↓

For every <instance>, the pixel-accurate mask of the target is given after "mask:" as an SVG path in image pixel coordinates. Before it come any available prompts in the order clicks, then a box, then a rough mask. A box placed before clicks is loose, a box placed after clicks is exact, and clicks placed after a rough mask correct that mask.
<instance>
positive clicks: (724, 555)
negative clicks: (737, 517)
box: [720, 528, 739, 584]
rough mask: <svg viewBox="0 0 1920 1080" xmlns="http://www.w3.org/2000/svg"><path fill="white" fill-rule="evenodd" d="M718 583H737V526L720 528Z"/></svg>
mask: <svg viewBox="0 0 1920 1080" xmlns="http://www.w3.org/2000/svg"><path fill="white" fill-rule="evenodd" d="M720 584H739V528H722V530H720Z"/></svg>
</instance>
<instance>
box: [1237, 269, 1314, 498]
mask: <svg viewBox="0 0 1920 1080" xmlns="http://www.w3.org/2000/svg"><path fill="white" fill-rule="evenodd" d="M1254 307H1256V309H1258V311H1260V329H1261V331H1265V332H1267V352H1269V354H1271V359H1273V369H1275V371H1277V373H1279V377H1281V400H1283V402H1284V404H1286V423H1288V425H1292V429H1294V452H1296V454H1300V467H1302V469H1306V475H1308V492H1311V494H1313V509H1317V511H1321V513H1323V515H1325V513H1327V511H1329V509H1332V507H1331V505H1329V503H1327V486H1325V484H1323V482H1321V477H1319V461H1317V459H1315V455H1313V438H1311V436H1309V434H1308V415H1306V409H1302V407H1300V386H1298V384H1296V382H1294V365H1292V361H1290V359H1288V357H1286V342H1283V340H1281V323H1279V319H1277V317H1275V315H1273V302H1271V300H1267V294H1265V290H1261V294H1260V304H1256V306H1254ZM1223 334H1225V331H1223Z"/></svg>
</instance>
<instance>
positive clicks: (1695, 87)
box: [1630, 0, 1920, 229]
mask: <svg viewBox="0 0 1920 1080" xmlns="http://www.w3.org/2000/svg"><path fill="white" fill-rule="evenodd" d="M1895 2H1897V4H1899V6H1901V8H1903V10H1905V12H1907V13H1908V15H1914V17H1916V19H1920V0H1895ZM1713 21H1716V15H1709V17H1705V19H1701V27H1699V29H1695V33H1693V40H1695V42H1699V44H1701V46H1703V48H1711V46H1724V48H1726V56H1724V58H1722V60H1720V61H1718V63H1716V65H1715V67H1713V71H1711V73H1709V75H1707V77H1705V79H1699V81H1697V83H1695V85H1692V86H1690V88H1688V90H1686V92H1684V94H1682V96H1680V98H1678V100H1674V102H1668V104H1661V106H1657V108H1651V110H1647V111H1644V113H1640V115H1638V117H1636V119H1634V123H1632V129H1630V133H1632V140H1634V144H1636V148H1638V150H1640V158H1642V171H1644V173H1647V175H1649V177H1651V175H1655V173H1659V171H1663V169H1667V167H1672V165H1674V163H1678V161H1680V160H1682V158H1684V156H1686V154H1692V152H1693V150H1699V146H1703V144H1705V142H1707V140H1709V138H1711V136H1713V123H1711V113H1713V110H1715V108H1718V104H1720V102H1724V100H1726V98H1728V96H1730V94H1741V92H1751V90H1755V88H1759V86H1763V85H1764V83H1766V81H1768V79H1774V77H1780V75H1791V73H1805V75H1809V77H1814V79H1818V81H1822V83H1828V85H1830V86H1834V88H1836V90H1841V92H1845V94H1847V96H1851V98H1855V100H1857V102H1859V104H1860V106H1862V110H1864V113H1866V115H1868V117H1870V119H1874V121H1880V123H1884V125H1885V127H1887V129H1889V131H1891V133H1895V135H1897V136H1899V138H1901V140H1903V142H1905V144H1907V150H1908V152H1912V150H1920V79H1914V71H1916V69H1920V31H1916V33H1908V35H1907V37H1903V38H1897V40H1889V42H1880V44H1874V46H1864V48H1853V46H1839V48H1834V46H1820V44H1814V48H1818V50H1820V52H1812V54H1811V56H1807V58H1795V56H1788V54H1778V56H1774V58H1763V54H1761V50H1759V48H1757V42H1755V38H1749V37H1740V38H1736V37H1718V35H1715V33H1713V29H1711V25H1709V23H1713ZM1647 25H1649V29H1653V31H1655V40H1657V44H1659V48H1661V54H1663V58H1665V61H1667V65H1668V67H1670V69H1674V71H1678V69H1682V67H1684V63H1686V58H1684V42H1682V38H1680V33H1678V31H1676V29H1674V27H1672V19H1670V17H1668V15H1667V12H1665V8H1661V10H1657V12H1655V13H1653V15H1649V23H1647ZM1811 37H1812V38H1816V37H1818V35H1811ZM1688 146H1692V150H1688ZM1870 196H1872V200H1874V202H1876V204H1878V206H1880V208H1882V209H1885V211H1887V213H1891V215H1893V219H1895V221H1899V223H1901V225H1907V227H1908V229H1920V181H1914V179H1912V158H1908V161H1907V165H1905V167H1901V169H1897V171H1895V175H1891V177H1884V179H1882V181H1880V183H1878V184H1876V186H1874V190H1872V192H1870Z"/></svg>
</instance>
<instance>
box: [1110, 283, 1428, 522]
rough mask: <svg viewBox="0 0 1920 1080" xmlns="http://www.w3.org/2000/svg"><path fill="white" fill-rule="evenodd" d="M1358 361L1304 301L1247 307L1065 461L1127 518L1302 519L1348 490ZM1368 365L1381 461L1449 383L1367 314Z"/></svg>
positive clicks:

↑

Aim of the task:
Taking the material above one line at a time, count the lines that include "clicks" as a word or string, and give only that number.

Exercise result:
5